• _Records excerpted from a collection_:
+ + + + + + +

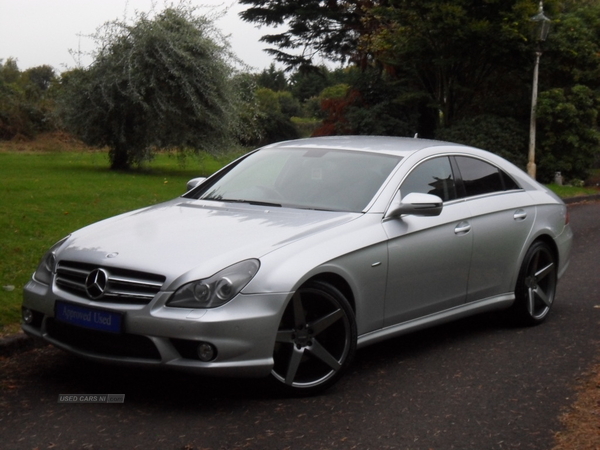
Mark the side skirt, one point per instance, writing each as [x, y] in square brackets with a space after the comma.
[449, 315]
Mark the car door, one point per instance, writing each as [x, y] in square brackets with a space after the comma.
[429, 257]
[502, 216]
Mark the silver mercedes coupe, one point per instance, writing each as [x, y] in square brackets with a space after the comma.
[290, 258]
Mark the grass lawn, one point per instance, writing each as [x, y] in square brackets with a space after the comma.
[44, 195]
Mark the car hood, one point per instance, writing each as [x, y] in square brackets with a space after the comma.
[194, 237]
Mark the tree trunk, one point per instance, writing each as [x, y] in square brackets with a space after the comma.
[119, 158]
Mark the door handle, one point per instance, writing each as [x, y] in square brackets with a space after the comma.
[520, 214]
[462, 228]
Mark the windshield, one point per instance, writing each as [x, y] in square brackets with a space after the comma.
[333, 180]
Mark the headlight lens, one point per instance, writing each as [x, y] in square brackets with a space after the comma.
[216, 290]
[47, 265]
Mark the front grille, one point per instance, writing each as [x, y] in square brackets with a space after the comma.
[99, 343]
[122, 285]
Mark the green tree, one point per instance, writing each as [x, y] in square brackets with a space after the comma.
[328, 28]
[26, 105]
[273, 79]
[569, 137]
[162, 82]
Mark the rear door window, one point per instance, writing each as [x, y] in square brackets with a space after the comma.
[480, 177]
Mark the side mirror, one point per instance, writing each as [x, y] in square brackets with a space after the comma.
[194, 182]
[416, 204]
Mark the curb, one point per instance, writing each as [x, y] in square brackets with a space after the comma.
[21, 342]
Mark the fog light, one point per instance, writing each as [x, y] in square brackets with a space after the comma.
[206, 352]
[27, 315]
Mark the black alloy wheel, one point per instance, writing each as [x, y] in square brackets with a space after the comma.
[316, 340]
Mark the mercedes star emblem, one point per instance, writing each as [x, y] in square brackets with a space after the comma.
[95, 283]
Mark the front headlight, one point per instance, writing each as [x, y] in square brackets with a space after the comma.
[47, 265]
[216, 290]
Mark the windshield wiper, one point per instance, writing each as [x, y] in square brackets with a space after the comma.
[250, 202]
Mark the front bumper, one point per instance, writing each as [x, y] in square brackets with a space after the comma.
[242, 331]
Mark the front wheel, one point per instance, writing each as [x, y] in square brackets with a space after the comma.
[316, 339]
[536, 285]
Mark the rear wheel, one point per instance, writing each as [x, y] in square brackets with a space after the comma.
[316, 340]
[536, 286]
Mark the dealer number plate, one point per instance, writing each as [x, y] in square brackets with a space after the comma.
[91, 318]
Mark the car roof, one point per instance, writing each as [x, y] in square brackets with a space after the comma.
[401, 146]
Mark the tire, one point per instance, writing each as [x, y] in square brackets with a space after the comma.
[536, 285]
[316, 340]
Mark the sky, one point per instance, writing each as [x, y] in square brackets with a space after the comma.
[41, 32]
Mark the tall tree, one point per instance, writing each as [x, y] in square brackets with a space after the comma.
[163, 81]
[328, 28]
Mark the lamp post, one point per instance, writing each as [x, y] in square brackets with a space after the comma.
[542, 27]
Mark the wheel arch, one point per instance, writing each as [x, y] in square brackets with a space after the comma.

+ + + + + + +

Each entry above is to be duplicated exactly, and its pictures omitted.

• _Answer for this exercise_:
Mark the side skirt, one point per instance, writing each as [x, y] in square brackets with a space after the comma.
[449, 315]
Mark the car door, one point per instance, writing each as [x, y] in square brackets with a space after the comma.
[429, 257]
[502, 216]
Mark the silver mercedes coupe, one point per instance, writing each as [x, y] in square brackets with a space after the comma.
[290, 258]
Mark the grass lawn, one point per instance, writing each as [x, y] in square brackets with a space after the comma.
[44, 195]
Mark the car hood, one point per instance, writing each as [x, y] in square brackets with a space after the comma.
[194, 237]
Mark the tree trunk, one point per instance, writing each as [x, y] in square brackets with a space after the comma.
[119, 158]
Mark the door handle, one point per instance, writing each as [x, y] in square brackets with a space after the comma.
[520, 214]
[462, 228]
Mark the windshield, one point per instance, writing each as [x, y] in square brackets with a space after the comma.
[333, 180]
Mark the headlight lens, one point per instance, writing each as [x, y] in square brackets with a space after the comma.
[216, 290]
[47, 265]
Mark the front grille, one point per instance, writing each as [x, y] in square brackets with a space after the comma.
[99, 343]
[122, 285]
Mark the green tree, one point per instance, writing each as [x, y] in square brackets with a space after the comma.
[328, 28]
[26, 105]
[273, 79]
[569, 137]
[162, 82]
Mark the rear door window, one point per instance, writing each as [x, y] in square brackets with a space after the comma.
[480, 177]
Mark the side mirror, one point per instance, writing each as [x, y] in square brackets with a space after the comma.
[194, 182]
[416, 204]
Mark the curb, one point per instance, writing each as [x, y] in square brackets with a space after the comma.
[21, 342]
Mark the fog light, one point per instance, writing each as [x, y] in square brackets with a space after the comma.
[206, 352]
[27, 315]
Mark the black alloy wheel, one point per instance, writing each as [x, y] in square brackets with a space after the comma.
[316, 340]
Mark the mercedes star emblem, one point per instance, writing each as [x, y] in square brackets with a space after the comma.
[95, 283]
Mark the front headlight, one point per instance, writing each as [x, y] in square brackets with a space after the comma.
[47, 265]
[216, 290]
Mark the windshield wiper, one point per instance, writing each as [x, y] in square brackets with a space after the comma.
[250, 202]
Mark the front bumper, one point per instance, writing each as [x, y] in square brackets with a space after the comma.
[242, 331]
Mark the front wheel, one point per instance, writing each as [x, y] in square brackets with a space after the comma.
[316, 339]
[536, 285]
Mark the rear wheel, one point per instance, writing each as [x, y] in square brackets with a space after the comma.
[316, 340]
[536, 286]
Mark the dealer number plate, one point per instance, writing each as [x, y] in square brackets with a space after the comma.
[91, 318]
Mark the car roof, one point per instance, writing each as [x, y] in square brackets with a space after the comma.
[401, 146]
Mark the tire, one point per instance, writing each as [x, y] in square brackets with a space after the comma.
[536, 285]
[316, 340]
Mark the sky, one point per instance, writing each as [x, y] in square brackets with a space after the comma.
[41, 32]
Mark the tall tree, one point per instance, writing each as [x, y] in square brackets with a space after the comma.
[163, 81]
[328, 28]
Mark the lamp post, one point per instance, writing each as [x, y] in square brackets with a space after the comma.
[542, 27]
Mark the wheel arch, one point per instance, writing each as [x, y] in square brackets with a space after the comma.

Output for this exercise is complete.